Time for Cinnamon Cake

Dara O'Brien
4 min readJan 14, 2021

Show Some Love

Come early November I start cleaning out my freezer. No more cooking big batches of chili and freezing the leftovers. No more buying pork tenderloins on sale and stashing them for later or roasting a chicken then making and freezing the stock. I plan menus around what I already have frozen.

It’s not about a clean slate for a new year. It’s about making room for my holiday bake-fest.

Come December each year I bake scores of batches of cookies and holiday cakes to bring to parties and give as gifts; if I don’t bake ahead and freeze some I’d never keep up. I didn’t have to do that this time around. No parties to attend. Most of my gift exchanges suspended. A sadly diminished holiday in this age of Covid.

So getting an invitation from my friends Deborah and Geoff to visit them in the Catskills, where they have been safely weathering the vicissitudes of the pandemic, meant, among other things, I’d have a chance to bake for somebody.
################
> **Exercise instructions**
[a] Say whether each statement agrees with the baking post, answering yes or no and quoting the words of the post that decide it: (i) The writer starts clearing out the freezer in early November. (ii) The writer clears out the freezer to begin the new year with a clean slate. (iii) This year the writer had many parties to attend.
[b] Extract the passage of the baking post between "Time for Cinnamon" and "my holiday bake-fest.", inclusive.
The records come from a separate source.

[Items from a data source]
################
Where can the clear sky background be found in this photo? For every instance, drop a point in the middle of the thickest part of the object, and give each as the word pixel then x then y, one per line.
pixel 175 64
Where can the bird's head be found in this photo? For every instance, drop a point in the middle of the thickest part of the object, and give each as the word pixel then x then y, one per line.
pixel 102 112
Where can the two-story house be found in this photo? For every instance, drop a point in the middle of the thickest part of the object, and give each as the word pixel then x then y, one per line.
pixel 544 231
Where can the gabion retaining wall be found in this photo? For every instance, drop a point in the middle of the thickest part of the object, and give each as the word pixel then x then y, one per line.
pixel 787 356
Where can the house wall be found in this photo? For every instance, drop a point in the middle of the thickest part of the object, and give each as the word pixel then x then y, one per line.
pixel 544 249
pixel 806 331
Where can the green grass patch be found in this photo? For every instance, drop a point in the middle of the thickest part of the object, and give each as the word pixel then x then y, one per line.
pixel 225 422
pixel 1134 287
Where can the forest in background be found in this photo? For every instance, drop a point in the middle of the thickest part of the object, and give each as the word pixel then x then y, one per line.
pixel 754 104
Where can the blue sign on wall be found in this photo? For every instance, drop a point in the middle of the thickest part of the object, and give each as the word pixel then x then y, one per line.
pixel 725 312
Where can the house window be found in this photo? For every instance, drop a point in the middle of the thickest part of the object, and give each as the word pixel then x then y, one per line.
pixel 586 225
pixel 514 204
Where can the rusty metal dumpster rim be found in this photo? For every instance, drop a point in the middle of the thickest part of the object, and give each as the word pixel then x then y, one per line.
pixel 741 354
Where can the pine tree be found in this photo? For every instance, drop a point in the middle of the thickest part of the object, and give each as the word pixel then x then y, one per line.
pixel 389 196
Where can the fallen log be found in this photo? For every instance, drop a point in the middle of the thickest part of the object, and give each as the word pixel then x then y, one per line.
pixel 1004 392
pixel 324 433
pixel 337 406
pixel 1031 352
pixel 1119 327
################
> **Solutions per task**
[a]
(i) Yes: "Come early November I start cleaning out my freezer."
(ii) No: "It’s not about a clean slate for a new year."
(iii) No: "No parties to attend."

[b]
Time for Cinnamon Cake

Dara O'Brien
4 min readJan 14, 2021

Show Some Love

Come early November I start cleaning out my freezer. No more cooking big batches of chili and freezing the leftovers. No more buying pork tenderloins on sale and stashing them for later or roasting a chicken then making and freezing the stock. I plan menus around what I already have frozen.

It’s not about a clean slate for a new year. It’s about making room for my holiday bake-fest.